__EXTRAIT À LIRE__:
***
Vous me permettez que je vous appelle Jeanne ? Parce que Madame Cherhal, ça fait plus lettre de candidature que petite bafouille pour une découverte. Ah ben oui, vous le saviez pas ? On parle de vous comme d'une découverte ! Enfin, je veux dire, dans votre cas, plus maintenant. Mais à vos débuts, vous étiez LA découverte, comme un objet précieux qu'on sort des profondeurs des eaux : LA découverte enfin dans les bacs !!!

 

Donc, pour moi, et veuillez m'en excuser, vous étiez d'abord une découverte. Et, je vais être honnête avec vous, je suis venue vous écouter pour deux raisons : d'abord, je ne travaillais pas le lendemain et puis ma rencontre avec vous m'était offerte. Oui, une vraie rencontre, comme dans un bon film de Lelouch où les personnages ne font que se croiser pour changer une vie.

 

De vous, je ne connaissais que « le p'tit voisin », entendu sur l'album « les p'tites qui piaffent », album excellent soit dit en passant. Quand ma copine m'invite à votre concert, je me dit pourquoi pas, y a rien d'autre à faire, pis elle à l'air sympa la Jeanne Cherhal... Nan mais vous vous rendez compte comme nous sommes odieux ! Nous vous traitons comme un produit de consommation, genre : tiens vais goûter ces nouveaux biscuits, z'ont pas l'air dégueu...

 

Oui, je disais, je ne connaissais QUE « le p'tit voisin ». Car, non seulement vous êtes loin d'être un simple biscuit qu'on grignote mais vous manquiez sérieusement à ma culture musicale.

Arrivée au concert, j'ai retrouvé des ami(e)s un peu survolté(e)s. Dans une petite heure je comprendrais leur engouement, mais, pour l'instant, je me dis que c'est vraiment pas la peine de faire toute une hystérie de ce p'tit bout de femme qu'a oublié ses brassards...
***
__LIGNES__:
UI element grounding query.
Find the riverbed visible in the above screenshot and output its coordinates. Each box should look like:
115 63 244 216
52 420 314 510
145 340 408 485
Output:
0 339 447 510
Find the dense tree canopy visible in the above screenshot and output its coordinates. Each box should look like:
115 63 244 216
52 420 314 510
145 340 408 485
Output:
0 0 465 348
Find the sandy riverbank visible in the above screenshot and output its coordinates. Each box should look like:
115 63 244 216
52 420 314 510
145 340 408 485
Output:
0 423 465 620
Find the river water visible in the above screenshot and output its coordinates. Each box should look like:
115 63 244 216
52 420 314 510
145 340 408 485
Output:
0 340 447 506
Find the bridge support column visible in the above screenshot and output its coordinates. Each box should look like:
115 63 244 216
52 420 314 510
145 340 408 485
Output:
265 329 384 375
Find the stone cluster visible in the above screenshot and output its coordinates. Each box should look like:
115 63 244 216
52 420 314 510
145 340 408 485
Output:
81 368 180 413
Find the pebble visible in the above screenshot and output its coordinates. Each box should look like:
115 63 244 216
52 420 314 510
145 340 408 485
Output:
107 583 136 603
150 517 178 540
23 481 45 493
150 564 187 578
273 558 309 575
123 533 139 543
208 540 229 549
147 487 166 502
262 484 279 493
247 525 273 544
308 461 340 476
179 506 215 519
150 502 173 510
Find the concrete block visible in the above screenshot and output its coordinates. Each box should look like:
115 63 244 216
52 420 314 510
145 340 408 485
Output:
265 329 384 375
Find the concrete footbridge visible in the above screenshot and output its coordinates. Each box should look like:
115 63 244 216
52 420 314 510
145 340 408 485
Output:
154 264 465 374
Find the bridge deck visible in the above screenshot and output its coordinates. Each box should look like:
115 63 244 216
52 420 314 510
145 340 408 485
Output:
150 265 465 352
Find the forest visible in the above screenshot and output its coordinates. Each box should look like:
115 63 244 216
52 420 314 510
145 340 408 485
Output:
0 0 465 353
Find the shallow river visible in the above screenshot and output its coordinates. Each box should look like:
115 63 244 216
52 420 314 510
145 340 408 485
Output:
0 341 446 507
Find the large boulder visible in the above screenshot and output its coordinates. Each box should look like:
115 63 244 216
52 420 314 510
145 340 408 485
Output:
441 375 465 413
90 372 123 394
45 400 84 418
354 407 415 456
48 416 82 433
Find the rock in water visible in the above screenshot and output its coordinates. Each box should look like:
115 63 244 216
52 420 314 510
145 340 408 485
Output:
***
__TÂCHES ET EXERCICES__:
1. Dans la lettre à Jeanne Cherhal, sur quel album figure la chanson « le p'tit voisin » ?
2. Poursuivez la lettre à Jeanne Cherhal après sa dernière phrase.

__RÉPONSES PAR TÂCHE__:
1. Sur l'album « les p'tites qui piaffent ».

2.
On s'installe à la loge dix. Nous sommes dans un théâtre et l’exiguïté de l'emplacement me donne l'impression de m'asseoir dans un train en quatrième classe. Petite chaise velours, genoux qui cognent sur la rambarde... De toute façon, vu le gros piano qui trône sur la scène ça ne va pas beaucoup bouger... Je vais prendre mon mal en patience... Punaise le clicher de la française moyenne, vous vous imaginez pour qui vous chantez ? Des ploucs qui descendent de leur campagne et qui pensent qu'on peut rien faire d'un piano à queue.

 

Vous me prouverez le contraire dans quelques minutes.

Soudain : glouglouglouglouglouglou, surprise j'écoute... Je tape dans les mains en suivant la rythmique, grand moment de solitude : personnene me suis. Gloups. Tant pis, je suis à un concert pas au théâtre, je persiste et signe pour entendre d'autres mains frappées. C'est parti !

 

Vous êtes là, magnifique, petite robe bleu et talons qui ne vous empêcherons pas de mettre le feu en jouant de piano debout « Quand, nous, trouillards nous sommes à genoux... ».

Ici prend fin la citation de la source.